**Brano fornito**
IL NATALE [1]
Il Natale è il giorno dei doni, forse non sempre ricordiamo
i grandi doni che Dio ci ha fatto: il dono del Figlio suo Gesù Cristo, il dono
della Grazia mediante i sacramenti, il dono della sua Chiesa che ci santifica
nella verità affidatale da Cristo se sapessimo quali dono Dio ci fa! Allora tutti
gli altri motivi umani dei nostri incontri natalizi avrebbero un incontro più
alto. Il gesto premuroso di stendere un dolce, procurare un giocattolo ad un
bimbo…avrebbe un che di sacro. Richiamerebbe l’amore di dio; che si è reso
visibile in tutta la vicenda umana di Gesù.
Natale è il primo segno di
povertà di dio. Bisogna saper interpretare il silenzio di Betlemme. È vero,
Cristo è il verbo di Dio, cioè Parola di Dio detta a noi; ma è detta a noi nella
carne, in cui la grandezza di Dio tace. Per parlarci, per amarci Dio si fa uno
di noi e si umilia fino ad annientarsi. Non si possono capire le sue parole i
suoi gesti se non si comprende il silenzio che il vangelo fortemente
sottolinea.
E’ nel silenzio che Dio si dona, è nel silenzio che noi
possiamo ascoltare quella parola che ci convince che noi siamo amati. Solo se
riusciamo a conoscere l’amore che Dio a per noi e a crederci, noi riusciremo ad
immettere in un mondo congelato una carica d’amore.

**Record forniti**
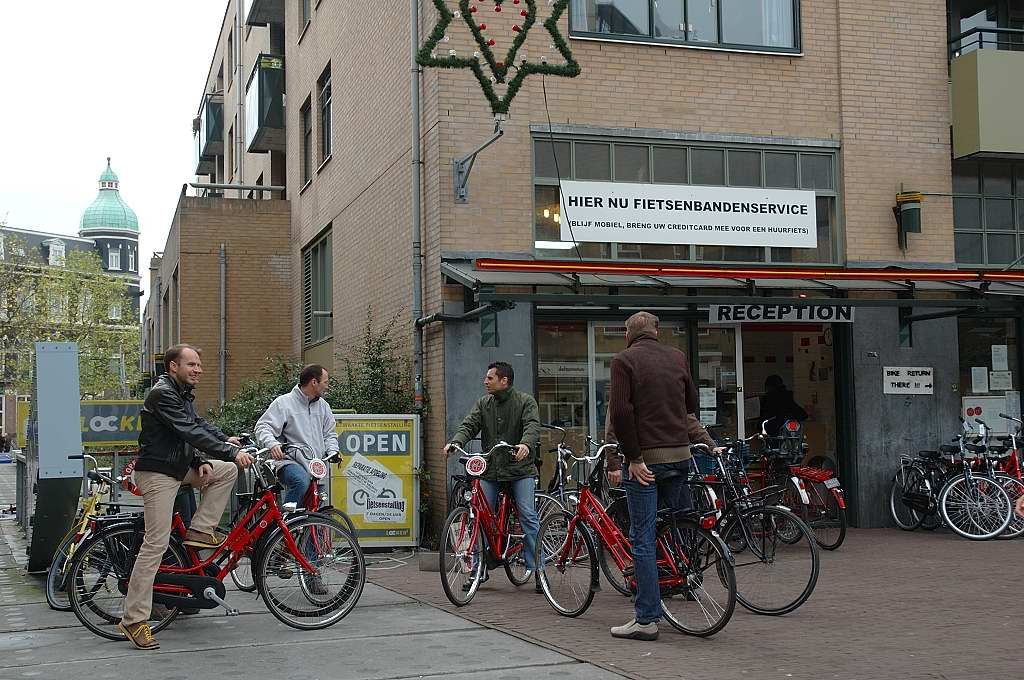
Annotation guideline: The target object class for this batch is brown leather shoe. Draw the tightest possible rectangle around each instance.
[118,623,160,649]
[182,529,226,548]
--
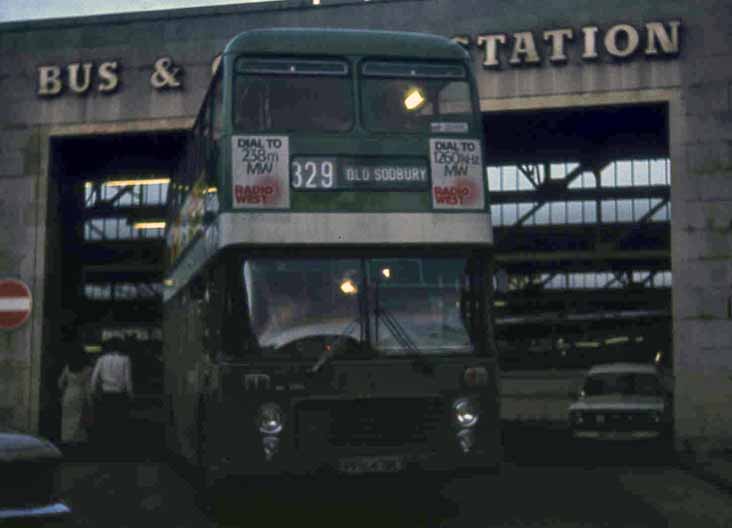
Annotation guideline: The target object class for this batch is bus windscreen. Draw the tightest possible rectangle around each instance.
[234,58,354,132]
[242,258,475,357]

**Obiettivo 1**
Aggiorna il passo del brano sul Natale che va da "Natale è il primo" fino a "sottolinea." incluso, sostituendo "carne" con "natura umana", e riportalo per intero.
**Obiettivo 2**
Prosegui il brano sul Natale dopo la sua ultima frase.

**Risposta finale 1**
Natale è il primo segno di
povertà di dio. Bisogna saper interpretare il silenzio di Betlemme. È vero,
Cristo è il verbo di Dio, cioè Parola di Dio detta a noi; ma è detta a noi nella
natura umana, in cui la grandezza di Dio tace. Per parlarci, per amarci Dio si fa uno
di noi e si umilia fino ad annientarsi. Non si possono capire le sue parole i
suoi gesti se non si comprende il silenzio che il vangelo fortemente
sottolinea.

**Risposta finale 2**
Il segno di Betlemme (“troverete un bambino avvolto in fasce
che giace in una mangiatoia) è il segno per salvarci. Beato chi non si
scandalizza di questo primo segno di povertà di Dio, beato chi sa riconoscere e
accettare le vie che egli ha scelto per venire a noi.
La celebrazione del Natale ci invita a meditare
sull’eminenza dell’altissima povertà come diceva s. Francesco d’Assisi. Scrive
san Paolo ai cristiani di Corinto che Cristo “da ricco che era si fece povero
per amor nostro, allo scopo di fare noi ricchi con la sua povertà” 2 Cor 8,9
Lo stesso Apostolo invita i cristiani di Filippi ad avere “
gli stessi sentimenti di Cristo Gesù il quale prendendo la forma di servo e
divenendo simile agli uomini apparve come semplice uomo2 (Fil 2,5-7)
Scrive il teologo J.B. Metz:
“farsi uomo significa divenire povero, non avere niente di cui farsi forte
dinanzi a Dio”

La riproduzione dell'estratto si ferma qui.